→ **WHAT THE TASK ASKS**: Convert the entries from the line containing "trace: computer monitor;" through the line containing "[[[234,143],[236,175],[240,181],[242,204],[256,203],[256,138]]]", both included, into a JSON array of strings with one string per line and blank lines omitted.

→ **RECORDS TO USE**:
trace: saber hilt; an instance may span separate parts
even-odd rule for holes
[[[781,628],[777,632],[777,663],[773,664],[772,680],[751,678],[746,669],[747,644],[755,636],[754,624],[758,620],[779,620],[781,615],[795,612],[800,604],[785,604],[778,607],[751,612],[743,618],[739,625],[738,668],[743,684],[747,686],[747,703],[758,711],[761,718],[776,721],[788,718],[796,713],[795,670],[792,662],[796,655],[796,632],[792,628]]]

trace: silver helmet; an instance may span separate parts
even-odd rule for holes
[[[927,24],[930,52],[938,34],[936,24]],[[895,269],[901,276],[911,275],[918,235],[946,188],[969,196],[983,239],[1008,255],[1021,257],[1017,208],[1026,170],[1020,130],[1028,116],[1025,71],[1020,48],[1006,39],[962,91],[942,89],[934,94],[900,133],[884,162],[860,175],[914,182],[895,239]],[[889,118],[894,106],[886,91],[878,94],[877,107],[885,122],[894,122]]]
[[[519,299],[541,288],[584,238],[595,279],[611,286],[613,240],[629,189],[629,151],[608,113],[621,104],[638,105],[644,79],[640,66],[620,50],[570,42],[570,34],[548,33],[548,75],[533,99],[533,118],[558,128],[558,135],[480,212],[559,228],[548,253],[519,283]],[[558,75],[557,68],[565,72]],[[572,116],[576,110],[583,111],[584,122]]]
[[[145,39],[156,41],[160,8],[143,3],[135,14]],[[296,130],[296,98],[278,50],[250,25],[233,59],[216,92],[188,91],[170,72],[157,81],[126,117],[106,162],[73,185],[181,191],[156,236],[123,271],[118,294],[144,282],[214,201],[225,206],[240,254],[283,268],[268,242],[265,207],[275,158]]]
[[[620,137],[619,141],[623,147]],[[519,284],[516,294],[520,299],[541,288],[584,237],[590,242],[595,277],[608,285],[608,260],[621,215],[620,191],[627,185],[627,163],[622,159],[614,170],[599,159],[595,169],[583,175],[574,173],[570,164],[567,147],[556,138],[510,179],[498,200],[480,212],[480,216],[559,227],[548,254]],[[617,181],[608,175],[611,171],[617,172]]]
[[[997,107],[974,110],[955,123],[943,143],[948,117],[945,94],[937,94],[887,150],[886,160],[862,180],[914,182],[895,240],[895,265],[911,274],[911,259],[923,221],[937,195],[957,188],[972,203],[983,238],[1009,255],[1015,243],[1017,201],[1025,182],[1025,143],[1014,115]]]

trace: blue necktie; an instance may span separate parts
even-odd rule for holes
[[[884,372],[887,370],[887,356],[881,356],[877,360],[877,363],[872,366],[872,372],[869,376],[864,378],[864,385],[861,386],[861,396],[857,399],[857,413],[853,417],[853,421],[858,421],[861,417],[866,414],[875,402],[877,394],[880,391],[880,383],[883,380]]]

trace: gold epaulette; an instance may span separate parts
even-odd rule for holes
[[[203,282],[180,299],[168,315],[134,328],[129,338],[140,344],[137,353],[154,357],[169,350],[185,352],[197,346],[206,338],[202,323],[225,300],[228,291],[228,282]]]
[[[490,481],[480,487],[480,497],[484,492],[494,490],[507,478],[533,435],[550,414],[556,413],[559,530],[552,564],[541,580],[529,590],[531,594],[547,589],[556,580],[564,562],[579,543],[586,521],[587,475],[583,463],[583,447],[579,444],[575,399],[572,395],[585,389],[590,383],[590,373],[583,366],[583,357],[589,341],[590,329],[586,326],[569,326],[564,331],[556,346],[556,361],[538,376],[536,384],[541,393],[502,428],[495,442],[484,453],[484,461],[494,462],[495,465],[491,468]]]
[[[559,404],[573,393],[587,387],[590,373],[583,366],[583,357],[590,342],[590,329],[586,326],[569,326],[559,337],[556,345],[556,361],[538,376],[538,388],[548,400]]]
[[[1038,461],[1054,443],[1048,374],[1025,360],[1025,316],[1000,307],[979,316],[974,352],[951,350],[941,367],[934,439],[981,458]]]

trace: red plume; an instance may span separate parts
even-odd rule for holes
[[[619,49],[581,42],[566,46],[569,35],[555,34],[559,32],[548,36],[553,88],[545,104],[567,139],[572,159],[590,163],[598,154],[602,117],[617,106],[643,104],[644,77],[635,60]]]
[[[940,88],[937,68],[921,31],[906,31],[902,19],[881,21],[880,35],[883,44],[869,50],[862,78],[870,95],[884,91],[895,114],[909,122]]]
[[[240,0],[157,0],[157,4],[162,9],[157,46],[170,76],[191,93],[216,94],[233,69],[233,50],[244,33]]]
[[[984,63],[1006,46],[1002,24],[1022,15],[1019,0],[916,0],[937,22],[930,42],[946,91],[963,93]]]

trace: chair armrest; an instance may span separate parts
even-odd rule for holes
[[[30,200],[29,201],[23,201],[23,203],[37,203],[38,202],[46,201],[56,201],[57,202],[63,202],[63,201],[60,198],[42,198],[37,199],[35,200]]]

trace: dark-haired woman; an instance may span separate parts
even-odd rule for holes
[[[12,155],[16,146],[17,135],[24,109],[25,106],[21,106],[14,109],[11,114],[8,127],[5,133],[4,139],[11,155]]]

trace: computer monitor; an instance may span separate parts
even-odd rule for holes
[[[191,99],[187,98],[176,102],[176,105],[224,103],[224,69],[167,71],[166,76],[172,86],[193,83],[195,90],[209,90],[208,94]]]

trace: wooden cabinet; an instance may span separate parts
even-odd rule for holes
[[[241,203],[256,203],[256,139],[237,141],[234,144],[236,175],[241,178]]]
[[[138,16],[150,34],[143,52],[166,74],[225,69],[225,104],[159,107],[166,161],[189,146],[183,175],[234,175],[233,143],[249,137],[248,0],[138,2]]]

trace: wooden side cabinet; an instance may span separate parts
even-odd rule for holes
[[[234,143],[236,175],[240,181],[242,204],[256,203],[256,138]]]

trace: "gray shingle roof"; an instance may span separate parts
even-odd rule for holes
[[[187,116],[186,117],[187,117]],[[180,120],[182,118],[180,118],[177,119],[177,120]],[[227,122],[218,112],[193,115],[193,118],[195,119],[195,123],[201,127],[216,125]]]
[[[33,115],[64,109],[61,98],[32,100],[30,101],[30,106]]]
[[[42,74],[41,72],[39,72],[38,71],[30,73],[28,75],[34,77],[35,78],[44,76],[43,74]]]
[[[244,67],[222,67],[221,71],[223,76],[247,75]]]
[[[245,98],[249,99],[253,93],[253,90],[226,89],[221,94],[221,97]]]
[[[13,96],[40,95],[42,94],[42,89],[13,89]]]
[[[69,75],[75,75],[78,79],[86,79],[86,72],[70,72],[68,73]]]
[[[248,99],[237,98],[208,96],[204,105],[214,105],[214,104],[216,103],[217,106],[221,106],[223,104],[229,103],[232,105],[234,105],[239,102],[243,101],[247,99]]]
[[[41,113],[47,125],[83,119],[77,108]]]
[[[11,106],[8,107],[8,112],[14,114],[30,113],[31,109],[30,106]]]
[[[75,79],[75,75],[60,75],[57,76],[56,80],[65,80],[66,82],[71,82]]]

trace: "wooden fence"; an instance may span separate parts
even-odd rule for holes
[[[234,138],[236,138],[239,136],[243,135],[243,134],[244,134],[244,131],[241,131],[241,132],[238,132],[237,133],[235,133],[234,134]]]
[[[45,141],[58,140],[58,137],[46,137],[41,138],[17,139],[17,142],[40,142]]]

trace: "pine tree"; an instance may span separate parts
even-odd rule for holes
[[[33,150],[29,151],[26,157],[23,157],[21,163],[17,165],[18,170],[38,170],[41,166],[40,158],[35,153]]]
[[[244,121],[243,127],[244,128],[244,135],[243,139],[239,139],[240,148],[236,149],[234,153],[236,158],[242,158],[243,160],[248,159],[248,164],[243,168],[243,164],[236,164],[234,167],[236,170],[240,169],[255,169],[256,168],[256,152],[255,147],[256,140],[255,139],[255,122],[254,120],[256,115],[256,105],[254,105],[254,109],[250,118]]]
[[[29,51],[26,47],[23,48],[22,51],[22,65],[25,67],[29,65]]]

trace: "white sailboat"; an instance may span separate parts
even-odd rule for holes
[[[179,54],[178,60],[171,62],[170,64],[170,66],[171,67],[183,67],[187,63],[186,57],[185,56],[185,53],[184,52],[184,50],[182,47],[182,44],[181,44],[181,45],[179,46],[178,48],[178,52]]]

→ **FINAL RESULT**:
[
  "trace: computer monitor; an instance may span separate parts",
  "even-odd rule for holes",
  "[[[191,99],[187,98],[176,102],[176,105],[224,103],[224,69],[167,71],[166,76],[172,86],[193,83],[195,90],[209,90],[208,94]]]",
  "trace: wooden cabinet; an instance may span separate parts",
  "even-odd rule for holes",
  "[[[241,203],[256,203],[256,139],[237,141],[234,144],[236,175],[241,178]]]",
  "[[[138,16],[150,34],[143,52],[166,74],[225,69],[225,104],[159,107],[166,161],[189,146],[183,175],[234,175],[233,143],[249,137],[248,0],[138,2]]]",
  "trace: wooden side cabinet; an instance may span separate parts",
  "even-odd rule for holes",
  "[[[234,143],[236,175],[240,181],[242,204],[256,203],[256,138]]]"
]